# Work required
In the Advent wreath passage, write out the text from "Please have snow" to "filled my heart." word for word.

Please have snow and mistletoe…

The good news was my new home already had snow as the day after the moving van unloaded my belongings white flakes had fallen, covering the world in a peaceful beauty that only newly fallen snow can do. And mistletoe? Well, that was also in abundance. All I had to do was walk into the woods and fields and rolling hills surrounding me to get myself some festive boughs of any and all kind.

I’ll be home for Christmas, if only in my dreams…

The first Sunday in Advent was approaching. Apprehension, excitement and a wee bit of homesickness filled my heart.

“Sully,” I said to my trusty feline companion. “I know just what we need.” On went my coat and my mittens and off I went to explore the woods and fields and rolling hills to gather greenery of all kinds to make an Advent wreath for my new home. This would ease my apprehension. This would take away the twinge of homesickness.

As a child, making the Advent wreath was a much-awaited tradition that came after the last of the Thanksgiving turkey was eaten. But being we lived in a congested area in New Jersey, we often had to go to a nursery and buy an armful of evergreen for our wreath. Here, though, in what was known by locals as “God’s country” there was evergreen to be had right at your fingertips.

The walk in God’s country turned out to be the healing balm I needed for as I walked in the crisp air and heard nothing but the crunching of snow beneath me, I was reminded of why we deck our homes with evergreen in this barren time of year.

For just as God reminded his prophet Hosea, God reminds us all that He is like an evergreen cypress or a flourishing juniper or a tall fir (depending on which Bible translation you read). Our faithfulness and our hope come from God and God alone. With each evergreen bough I placed in my arms, I held on to the truth that God’s great faithfulness had never failed me. Nor would it ever. This was going to be one very special Advent wreath that would get me through the many firsts happening in my life.

That night as I opened a can of soup for my dinner for one, I decided to prematurely light the first candle on my newly created Advent wreath. Perhaps I did so because I needed the promise of hope to shine now rather than to shine later. And so I lit the candle. Sully jumped up on to my lap and together we watched the one flame dance a dance of joy made ever more joyful with the drafts that blew through the many cracks and gaps in the windows of the old saltbox. As it danced, I wondered…

What would my first Sunday in Advent at the first church I was pastoring with my first congregation be like? What would the music be like? What would the attendance be? I wondered about those I would meet and come to know in the days and months and years to come. And all of a sudden, I wondered what would their Advent wreath be like? Would fake evergreen be used? Would there be no evergreen in favor of just a wrought iron ring?

[Image-grounded pointing data]
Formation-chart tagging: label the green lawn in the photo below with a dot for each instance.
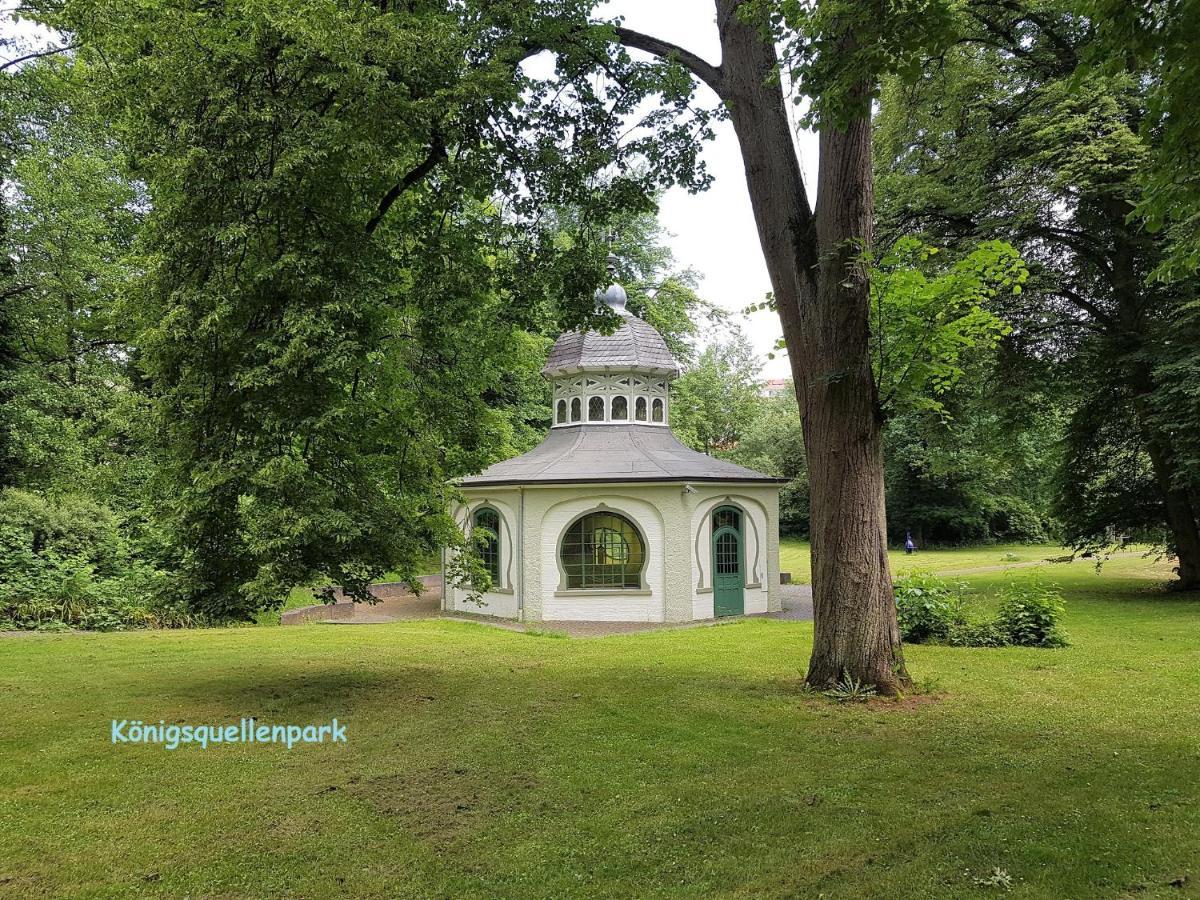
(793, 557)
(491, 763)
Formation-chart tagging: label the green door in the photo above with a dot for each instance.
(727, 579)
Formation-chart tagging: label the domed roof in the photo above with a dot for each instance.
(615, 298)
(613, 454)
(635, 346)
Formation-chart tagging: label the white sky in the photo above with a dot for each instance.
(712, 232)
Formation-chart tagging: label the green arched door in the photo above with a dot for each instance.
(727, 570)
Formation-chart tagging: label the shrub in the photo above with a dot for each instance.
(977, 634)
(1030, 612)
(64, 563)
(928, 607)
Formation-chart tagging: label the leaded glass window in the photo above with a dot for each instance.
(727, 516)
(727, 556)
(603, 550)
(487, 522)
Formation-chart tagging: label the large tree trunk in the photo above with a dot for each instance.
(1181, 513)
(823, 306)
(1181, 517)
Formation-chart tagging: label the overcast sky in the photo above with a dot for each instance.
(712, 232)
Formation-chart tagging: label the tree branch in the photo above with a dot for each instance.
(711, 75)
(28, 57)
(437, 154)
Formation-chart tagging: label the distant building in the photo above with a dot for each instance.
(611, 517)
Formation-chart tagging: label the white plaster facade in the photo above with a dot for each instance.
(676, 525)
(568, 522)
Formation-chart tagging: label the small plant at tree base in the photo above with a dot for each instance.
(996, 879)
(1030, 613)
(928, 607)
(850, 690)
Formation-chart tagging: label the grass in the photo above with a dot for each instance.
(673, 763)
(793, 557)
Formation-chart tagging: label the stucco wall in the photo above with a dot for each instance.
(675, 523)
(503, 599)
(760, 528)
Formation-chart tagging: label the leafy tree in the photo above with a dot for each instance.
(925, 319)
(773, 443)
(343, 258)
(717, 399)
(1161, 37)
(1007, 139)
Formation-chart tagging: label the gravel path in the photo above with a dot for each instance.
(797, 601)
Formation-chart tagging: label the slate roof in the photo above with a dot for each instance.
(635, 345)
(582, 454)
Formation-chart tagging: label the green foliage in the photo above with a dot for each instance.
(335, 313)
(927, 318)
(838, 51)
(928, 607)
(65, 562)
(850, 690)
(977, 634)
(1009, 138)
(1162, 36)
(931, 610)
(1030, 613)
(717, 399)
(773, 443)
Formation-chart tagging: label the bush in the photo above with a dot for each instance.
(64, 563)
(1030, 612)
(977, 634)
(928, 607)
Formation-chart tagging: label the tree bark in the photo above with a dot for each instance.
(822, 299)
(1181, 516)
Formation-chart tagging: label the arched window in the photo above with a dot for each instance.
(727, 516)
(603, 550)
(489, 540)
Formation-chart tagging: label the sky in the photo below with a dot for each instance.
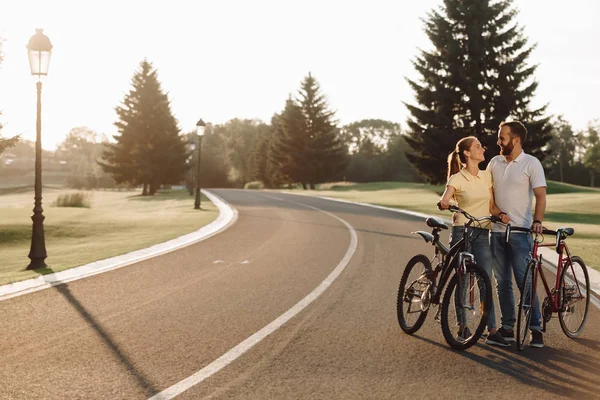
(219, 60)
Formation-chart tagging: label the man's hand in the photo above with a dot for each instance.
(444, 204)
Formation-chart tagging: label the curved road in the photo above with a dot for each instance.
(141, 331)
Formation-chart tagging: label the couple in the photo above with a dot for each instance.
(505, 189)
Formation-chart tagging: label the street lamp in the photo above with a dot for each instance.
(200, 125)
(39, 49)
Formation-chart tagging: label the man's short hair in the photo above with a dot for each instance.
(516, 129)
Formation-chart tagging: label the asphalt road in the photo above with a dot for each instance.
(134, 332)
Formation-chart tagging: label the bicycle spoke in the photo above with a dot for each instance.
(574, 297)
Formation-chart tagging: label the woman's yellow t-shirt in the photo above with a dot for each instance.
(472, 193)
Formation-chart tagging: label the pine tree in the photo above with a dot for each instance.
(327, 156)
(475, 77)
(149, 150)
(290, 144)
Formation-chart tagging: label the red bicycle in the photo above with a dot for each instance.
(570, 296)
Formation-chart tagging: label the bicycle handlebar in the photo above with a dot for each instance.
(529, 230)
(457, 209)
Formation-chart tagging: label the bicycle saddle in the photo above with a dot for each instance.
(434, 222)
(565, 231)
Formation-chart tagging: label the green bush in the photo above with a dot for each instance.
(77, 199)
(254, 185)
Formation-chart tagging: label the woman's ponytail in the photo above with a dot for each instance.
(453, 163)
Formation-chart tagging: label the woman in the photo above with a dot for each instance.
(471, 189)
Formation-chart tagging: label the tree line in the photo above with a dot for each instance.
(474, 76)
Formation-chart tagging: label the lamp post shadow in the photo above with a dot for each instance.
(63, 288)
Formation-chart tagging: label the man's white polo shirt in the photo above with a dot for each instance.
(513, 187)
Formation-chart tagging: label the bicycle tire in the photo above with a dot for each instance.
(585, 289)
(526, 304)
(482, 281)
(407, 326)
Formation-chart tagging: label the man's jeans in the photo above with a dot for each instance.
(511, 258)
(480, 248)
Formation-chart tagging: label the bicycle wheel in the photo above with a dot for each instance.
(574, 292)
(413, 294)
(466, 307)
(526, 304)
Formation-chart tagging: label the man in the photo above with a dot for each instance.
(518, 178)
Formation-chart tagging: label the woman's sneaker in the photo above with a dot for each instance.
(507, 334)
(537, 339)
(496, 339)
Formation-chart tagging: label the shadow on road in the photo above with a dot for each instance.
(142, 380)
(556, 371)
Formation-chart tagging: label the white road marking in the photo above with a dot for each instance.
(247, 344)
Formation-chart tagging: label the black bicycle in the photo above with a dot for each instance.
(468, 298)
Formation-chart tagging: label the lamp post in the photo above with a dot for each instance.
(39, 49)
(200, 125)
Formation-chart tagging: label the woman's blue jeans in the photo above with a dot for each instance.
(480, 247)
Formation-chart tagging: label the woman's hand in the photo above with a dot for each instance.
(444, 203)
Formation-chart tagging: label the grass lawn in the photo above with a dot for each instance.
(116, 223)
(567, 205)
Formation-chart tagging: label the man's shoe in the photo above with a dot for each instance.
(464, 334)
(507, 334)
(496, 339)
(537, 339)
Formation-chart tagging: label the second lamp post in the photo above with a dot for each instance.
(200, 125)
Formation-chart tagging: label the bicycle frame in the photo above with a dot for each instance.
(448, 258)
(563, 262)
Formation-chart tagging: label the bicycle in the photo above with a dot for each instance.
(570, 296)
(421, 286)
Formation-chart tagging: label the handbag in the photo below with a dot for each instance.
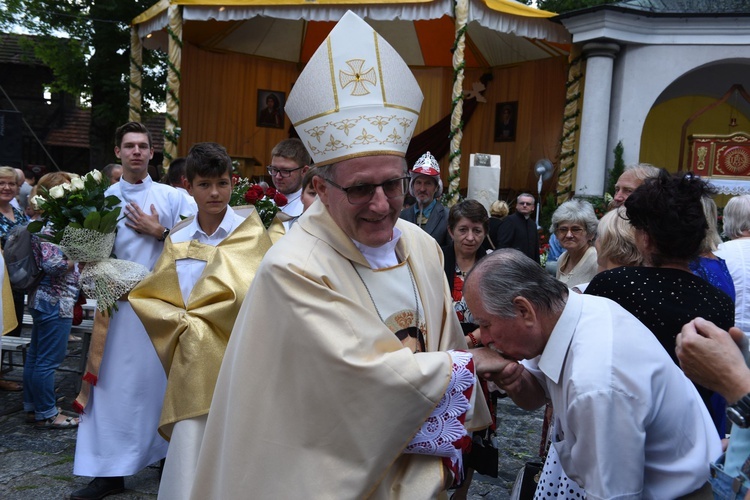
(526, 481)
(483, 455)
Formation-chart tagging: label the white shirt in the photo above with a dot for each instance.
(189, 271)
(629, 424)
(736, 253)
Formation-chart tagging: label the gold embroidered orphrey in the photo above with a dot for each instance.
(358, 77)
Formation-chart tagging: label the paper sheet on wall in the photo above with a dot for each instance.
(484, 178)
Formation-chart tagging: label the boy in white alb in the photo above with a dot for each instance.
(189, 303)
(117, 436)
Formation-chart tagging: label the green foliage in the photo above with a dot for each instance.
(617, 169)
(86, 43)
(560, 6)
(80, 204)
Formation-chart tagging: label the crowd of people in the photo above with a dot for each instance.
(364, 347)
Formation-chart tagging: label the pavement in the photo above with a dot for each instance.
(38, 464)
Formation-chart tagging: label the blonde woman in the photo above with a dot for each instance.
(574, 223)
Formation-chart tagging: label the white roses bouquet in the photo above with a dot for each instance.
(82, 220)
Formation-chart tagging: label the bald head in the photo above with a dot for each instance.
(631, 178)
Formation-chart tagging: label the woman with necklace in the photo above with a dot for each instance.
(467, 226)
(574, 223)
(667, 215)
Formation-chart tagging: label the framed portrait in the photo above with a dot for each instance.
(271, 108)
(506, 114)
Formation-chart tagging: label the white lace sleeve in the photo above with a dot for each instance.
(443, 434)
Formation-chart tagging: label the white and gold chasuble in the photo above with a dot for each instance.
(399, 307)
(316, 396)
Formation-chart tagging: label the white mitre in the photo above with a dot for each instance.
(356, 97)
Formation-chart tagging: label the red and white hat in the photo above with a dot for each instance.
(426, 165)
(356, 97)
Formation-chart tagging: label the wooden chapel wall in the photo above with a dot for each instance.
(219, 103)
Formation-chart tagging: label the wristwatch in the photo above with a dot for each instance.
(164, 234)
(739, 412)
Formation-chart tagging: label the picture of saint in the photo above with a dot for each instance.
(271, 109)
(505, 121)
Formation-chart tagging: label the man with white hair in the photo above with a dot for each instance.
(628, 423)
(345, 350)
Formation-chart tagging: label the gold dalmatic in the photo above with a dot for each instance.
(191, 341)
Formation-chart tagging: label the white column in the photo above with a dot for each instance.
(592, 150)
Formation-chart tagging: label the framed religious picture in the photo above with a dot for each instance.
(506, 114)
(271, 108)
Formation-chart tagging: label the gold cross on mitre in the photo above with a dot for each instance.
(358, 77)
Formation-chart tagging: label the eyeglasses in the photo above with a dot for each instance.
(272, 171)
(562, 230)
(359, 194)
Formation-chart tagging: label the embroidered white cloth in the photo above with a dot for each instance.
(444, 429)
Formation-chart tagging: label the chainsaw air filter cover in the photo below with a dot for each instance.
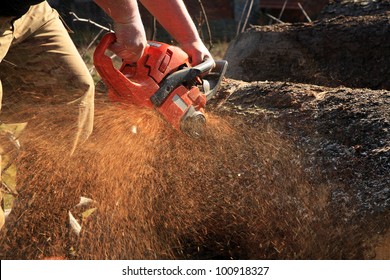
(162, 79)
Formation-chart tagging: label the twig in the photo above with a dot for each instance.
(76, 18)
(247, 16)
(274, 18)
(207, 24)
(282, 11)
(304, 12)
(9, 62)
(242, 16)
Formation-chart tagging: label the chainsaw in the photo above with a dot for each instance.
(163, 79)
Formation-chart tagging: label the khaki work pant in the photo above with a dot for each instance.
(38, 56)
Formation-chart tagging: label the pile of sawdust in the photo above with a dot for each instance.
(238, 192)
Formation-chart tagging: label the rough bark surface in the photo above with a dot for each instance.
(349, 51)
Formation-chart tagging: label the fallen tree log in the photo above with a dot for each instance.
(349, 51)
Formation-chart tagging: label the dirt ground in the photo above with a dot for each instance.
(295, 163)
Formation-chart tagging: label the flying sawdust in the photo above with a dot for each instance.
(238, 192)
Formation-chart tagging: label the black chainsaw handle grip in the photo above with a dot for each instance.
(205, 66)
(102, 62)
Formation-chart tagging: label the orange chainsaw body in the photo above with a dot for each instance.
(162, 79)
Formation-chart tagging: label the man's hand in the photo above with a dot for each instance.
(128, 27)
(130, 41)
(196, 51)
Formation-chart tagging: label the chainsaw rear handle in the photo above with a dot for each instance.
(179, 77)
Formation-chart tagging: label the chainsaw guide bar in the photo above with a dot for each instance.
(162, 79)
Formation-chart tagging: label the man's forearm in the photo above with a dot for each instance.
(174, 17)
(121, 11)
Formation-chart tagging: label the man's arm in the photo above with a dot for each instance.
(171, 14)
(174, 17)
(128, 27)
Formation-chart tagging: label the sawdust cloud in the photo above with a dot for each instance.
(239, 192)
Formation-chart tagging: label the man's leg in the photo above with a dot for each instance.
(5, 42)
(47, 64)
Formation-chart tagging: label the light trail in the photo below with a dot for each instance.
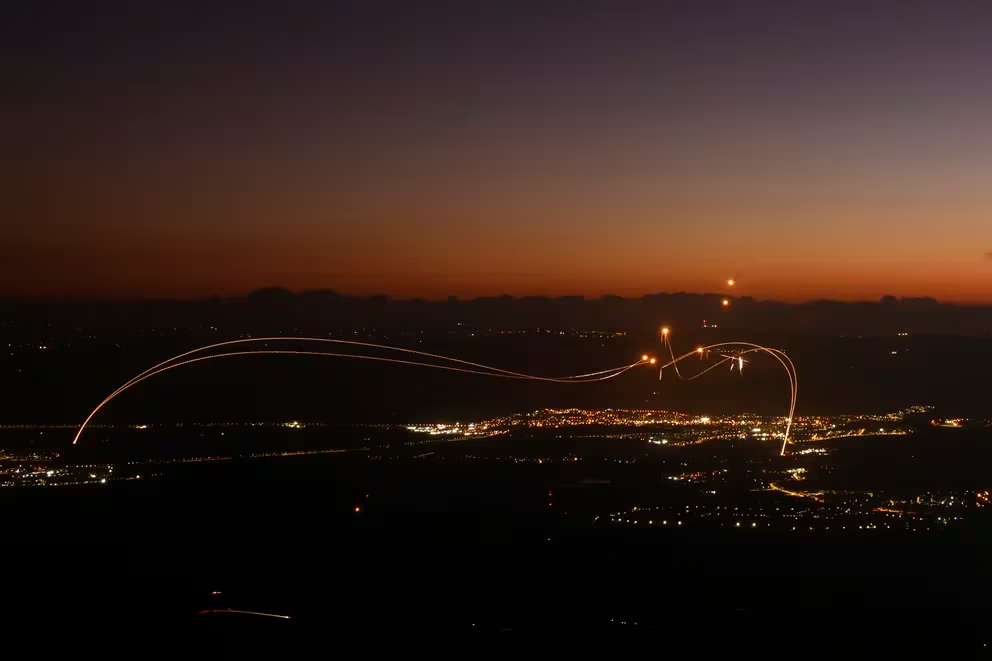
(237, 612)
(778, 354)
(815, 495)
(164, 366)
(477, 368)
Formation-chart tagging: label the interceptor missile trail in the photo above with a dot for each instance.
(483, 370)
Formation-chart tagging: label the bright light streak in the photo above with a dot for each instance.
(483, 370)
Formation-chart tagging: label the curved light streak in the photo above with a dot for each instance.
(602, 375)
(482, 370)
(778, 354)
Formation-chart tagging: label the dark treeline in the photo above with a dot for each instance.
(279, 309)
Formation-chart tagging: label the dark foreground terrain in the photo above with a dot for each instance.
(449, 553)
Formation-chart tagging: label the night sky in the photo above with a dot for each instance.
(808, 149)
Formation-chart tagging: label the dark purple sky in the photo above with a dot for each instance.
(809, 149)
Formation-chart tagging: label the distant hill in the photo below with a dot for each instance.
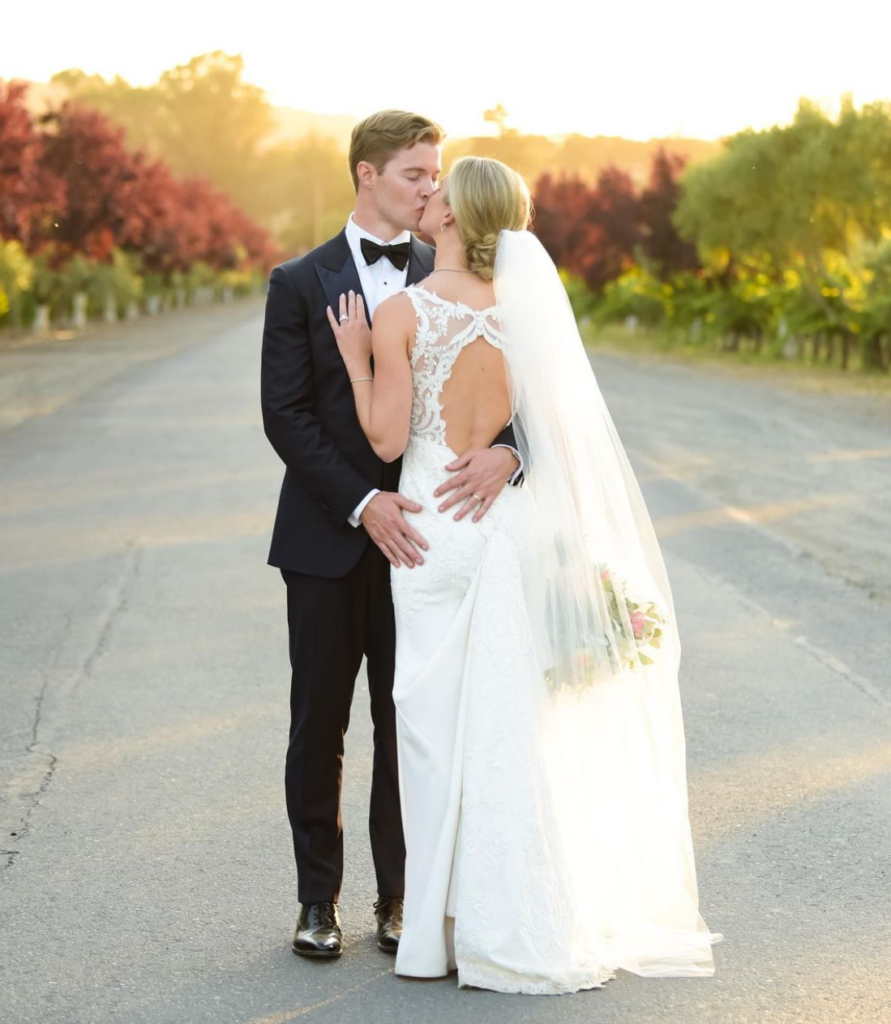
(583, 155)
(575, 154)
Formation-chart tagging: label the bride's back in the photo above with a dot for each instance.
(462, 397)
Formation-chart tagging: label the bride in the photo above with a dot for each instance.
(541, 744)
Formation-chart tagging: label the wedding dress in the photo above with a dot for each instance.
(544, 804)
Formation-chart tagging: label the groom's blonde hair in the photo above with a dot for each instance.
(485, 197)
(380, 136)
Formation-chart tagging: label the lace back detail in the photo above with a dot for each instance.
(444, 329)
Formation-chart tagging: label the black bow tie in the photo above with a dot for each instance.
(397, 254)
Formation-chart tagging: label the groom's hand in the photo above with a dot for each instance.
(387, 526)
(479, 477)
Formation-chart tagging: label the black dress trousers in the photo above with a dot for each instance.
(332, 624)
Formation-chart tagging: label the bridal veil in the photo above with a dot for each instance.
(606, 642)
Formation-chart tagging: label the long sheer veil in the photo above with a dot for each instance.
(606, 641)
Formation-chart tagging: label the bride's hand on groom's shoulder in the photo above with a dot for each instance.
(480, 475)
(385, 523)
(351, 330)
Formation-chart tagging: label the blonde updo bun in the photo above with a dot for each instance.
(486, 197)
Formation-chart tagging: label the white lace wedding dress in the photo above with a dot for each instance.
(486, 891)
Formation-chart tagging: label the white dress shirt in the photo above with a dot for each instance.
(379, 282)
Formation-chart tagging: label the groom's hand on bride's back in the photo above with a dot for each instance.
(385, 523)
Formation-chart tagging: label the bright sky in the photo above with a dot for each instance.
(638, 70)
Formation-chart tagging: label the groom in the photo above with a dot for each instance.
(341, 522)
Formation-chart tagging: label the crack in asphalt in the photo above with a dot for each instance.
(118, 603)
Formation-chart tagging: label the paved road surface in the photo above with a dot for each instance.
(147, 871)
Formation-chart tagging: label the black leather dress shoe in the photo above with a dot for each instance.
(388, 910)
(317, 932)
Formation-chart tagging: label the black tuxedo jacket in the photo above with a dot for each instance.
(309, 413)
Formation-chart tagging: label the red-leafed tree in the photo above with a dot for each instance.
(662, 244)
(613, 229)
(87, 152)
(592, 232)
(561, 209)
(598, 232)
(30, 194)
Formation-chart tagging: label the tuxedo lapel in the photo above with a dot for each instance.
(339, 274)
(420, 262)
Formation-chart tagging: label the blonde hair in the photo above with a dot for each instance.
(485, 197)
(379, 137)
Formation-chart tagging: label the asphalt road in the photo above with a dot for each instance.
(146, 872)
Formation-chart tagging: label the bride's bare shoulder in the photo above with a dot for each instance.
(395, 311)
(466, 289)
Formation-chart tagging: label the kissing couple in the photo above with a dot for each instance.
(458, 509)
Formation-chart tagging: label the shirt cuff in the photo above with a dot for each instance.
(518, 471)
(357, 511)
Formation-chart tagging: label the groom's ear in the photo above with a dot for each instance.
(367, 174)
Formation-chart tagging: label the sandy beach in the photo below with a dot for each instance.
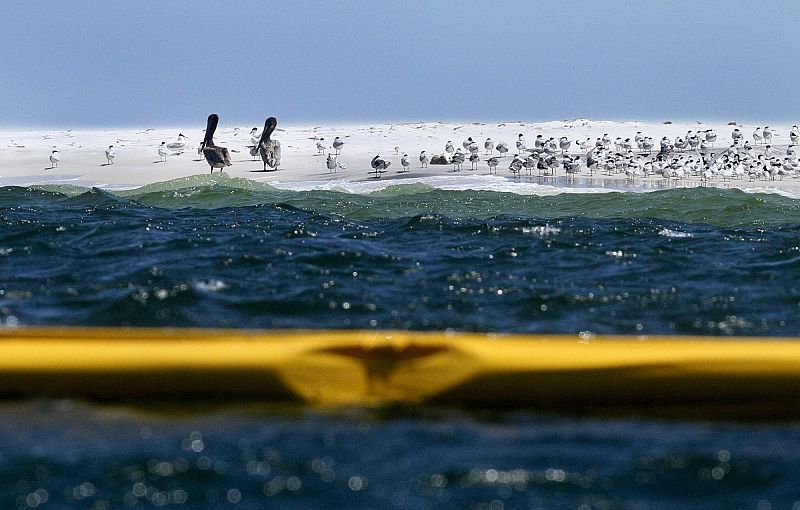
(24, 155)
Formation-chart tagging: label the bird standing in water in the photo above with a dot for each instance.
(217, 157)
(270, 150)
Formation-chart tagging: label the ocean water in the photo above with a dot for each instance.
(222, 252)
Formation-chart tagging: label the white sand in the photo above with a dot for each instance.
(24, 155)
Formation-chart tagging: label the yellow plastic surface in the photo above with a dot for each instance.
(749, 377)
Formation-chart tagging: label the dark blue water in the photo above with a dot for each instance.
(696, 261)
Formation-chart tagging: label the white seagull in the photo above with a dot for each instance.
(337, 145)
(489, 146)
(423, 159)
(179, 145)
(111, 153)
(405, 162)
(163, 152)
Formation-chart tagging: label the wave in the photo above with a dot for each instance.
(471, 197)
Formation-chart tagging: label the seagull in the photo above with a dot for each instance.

# Task result
Please have snow and mistletoe…

The good news was my new home already had snow as the day after the moving van unloaded my belongings white flakes had fallen, covering the world in a peaceful beauty that only newly fallen snow can do. And mistletoe? Well, that was also in abundance. All I had to do was walk into the woods and fields and rolling hills surrounding me to get myself some festive boughs of any and all kind.

I’ll be home for Christmas, if only in my dreams…

The first Sunday in Advent was approaching. Apprehension, excitement and a wee bit of homesickness filled my heart.